== TEXT PROVIDED ==
....................
# Getting a puppy used to clippers



## tortoise (Feb 5, 2012)

I think you're on the right track, but you're making the mistake of being to general. She doesn't need to like the clipper sitting on the floor next to her, focus on what she needs to accept for grooming.

Most dogs object more to the restraint than to the clipper. Firmly grasp her snout, hold it for a second, and then feed her. Repeat before meals.

Once she is comfy with that, then grasp her snout and touch the clipper (off) to it. Then feed. Repeat for a few days.

My pup was groomed 5 times by the breeder at 12 weeks old. The first time I did his face he was a little stink about it. If I was inexperienced I would have quit. He learned in about 30 seconds that I was experience and not giving up. My point is going to the breeder or a groomer and getting a lesson in handling for your puppy. Many nervous dogs are quickly calmed and soothed by firm (not mean) handling. When they realized the chocies are made, no conflict, and they can relax during grooming.

I think a combination of desensitizing and getting better experience in handling will work.

My pup is groomed once a week and no resistance for FFT, and no moving around for the topknot. Your investment into grooming now is completely worth it. 

Don't panic. I think it's going to work for you.
....................
(Point labeling entries)

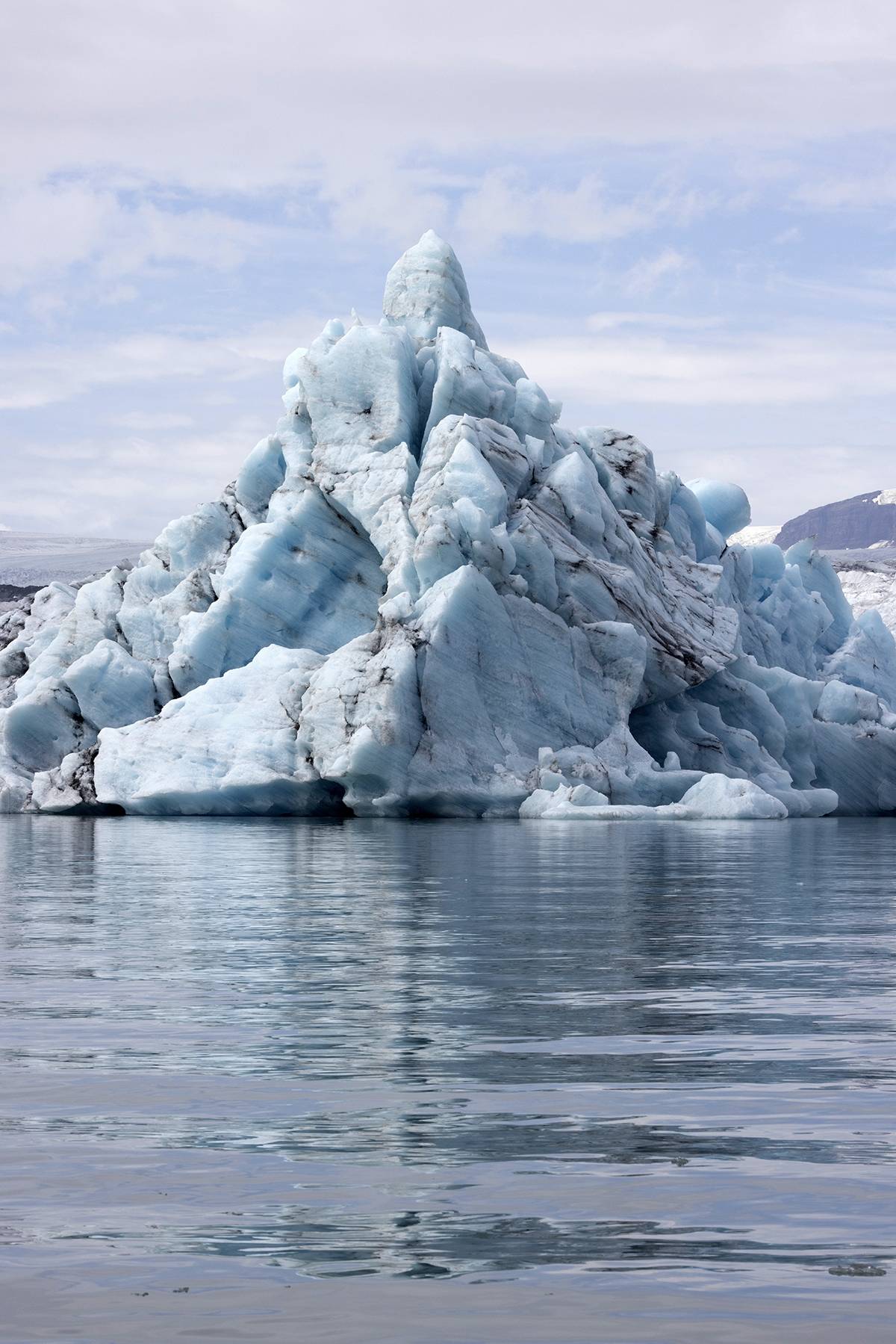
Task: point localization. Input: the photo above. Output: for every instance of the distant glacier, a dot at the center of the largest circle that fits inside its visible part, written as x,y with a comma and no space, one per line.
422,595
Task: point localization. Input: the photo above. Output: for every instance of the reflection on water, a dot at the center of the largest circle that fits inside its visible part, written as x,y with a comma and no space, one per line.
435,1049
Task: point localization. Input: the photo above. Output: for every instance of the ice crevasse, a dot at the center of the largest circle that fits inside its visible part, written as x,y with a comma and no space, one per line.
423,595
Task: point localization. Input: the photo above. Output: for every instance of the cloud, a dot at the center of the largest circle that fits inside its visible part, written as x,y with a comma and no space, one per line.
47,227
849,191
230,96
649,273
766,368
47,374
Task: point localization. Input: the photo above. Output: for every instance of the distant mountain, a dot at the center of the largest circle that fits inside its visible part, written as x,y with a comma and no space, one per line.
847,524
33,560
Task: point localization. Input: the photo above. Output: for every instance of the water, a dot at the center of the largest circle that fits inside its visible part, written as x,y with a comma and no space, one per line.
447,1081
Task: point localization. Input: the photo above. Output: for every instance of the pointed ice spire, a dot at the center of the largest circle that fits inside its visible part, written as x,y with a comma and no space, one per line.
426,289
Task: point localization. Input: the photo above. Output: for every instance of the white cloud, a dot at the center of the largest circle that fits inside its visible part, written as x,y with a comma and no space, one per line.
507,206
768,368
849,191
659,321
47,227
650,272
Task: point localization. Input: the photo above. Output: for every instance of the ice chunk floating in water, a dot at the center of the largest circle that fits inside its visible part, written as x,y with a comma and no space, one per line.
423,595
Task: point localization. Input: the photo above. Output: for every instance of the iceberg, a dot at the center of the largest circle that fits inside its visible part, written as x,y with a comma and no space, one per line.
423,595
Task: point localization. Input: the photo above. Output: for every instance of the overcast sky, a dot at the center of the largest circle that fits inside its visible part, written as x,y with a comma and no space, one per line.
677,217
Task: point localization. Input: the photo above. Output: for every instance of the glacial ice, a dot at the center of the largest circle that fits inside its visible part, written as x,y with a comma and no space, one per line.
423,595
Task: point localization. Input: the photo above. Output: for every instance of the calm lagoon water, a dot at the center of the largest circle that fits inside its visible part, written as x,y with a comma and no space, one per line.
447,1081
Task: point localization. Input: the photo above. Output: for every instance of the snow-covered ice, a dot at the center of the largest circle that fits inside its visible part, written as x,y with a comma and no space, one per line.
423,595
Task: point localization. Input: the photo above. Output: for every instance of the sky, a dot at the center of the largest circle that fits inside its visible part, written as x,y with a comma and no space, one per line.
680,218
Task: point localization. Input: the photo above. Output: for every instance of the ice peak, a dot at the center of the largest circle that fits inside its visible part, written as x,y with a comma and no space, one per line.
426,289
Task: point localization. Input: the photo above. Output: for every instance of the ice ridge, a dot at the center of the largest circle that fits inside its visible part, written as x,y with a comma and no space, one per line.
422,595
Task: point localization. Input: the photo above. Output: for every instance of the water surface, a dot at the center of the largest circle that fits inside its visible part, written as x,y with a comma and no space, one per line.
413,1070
....................
== EXERCISE DESCRIPTION ==
Please transcribe everything from "I think you're" down to "a few days." in the puppy clipper thread. You won't need the entries for this.

== OUTPUT ==
I think you're on the right track, but you're making the mistake of being to general. She doesn't need to like the clipper sitting on the floor next to her, focus on what she needs to accept for grooming.

Most dogs object more to the restraint than to the clipper. Firmly grasp her snout, hold it for a second, and then feed her. Repeat before meals.

Once she is comfy with that, then grasp her snout and touch the clipper (off) to it. Then feed. Repeat for a few days.